Starting at the line that contains "Objective — one dot per instance of the woman's left" and ending at the last line of the records, write out every line in that span, not only the coordinates, and shift each coordinate pair by adding 15 to both numbers.

• [Collected data entries]:
↓

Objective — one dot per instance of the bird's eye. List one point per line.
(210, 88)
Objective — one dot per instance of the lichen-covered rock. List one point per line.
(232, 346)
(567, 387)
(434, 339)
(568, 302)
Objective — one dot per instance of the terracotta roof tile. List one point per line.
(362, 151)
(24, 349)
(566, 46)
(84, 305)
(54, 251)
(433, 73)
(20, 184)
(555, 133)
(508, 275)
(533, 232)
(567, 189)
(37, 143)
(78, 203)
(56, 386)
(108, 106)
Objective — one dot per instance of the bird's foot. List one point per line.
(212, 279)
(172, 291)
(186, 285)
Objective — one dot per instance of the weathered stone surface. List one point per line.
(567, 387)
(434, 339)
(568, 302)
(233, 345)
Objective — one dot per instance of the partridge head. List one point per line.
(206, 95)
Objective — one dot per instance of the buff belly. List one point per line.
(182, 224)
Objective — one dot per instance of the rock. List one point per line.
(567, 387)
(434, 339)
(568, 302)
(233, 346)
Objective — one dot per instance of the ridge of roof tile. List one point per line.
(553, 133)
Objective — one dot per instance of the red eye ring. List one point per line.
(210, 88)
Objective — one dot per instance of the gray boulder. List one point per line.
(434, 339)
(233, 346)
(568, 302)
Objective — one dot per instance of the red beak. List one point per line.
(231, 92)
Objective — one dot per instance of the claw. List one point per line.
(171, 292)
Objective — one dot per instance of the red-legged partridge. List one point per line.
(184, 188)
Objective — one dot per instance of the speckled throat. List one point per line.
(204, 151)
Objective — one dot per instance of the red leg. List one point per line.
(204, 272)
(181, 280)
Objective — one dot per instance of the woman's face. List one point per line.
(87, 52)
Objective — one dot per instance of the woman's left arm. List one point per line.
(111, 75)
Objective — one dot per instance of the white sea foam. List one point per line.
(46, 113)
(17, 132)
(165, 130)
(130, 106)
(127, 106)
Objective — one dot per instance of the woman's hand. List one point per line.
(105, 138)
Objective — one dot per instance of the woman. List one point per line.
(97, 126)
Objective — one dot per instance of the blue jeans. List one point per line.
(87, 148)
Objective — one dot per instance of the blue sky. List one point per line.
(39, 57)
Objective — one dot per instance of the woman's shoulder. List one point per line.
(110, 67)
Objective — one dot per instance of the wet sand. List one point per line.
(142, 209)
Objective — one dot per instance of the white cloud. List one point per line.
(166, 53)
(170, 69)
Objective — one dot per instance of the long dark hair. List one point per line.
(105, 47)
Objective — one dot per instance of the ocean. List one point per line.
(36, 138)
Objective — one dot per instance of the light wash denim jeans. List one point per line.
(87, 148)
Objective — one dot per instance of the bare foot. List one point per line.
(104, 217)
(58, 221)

↑

• [Solution to this task]:
Objective — one dot per instance of the woman's left arm. List one point per line.
(126, 90)
Objective — one dot per instance of the white sea foam. List one point per line.
(61, 128)
(32, 147)
(180, 145)
(145, 121)
(142, 121)
Objective — one dot per instance of the woman's hand. List one point per line.
(120, 153)
Objective — one dot per instance of the woman. List one point per line.
(112, 141)
Objective — one dot per instance of the blue jeans. List one point per line.
(102, 163)
Objective — one dot per instance of the blue sky. List one point per line.
(54, 72)
Objective — one dot per instance of the woman's shoulder. List one point per line.
(125, 82)
Objective — one dot per instance of the wet sand. List one point per line.
(157, 224)
Objective — one dot per instance of the white cloud. List one point per line.
(181, 68)
(185, 84)
Objective — one dot per instance of the long dark hair. List one point per line.
(120, 62)
Objective — one dot per instance of the ocean. List one point per line.
(51, 153)
Objective — one dot per instance of the light wash denim jeans. List one point per line.
(102, 163)
Objective — one dot per instance of the bare foot. List one point per line.
(119, 232)
(73, 236)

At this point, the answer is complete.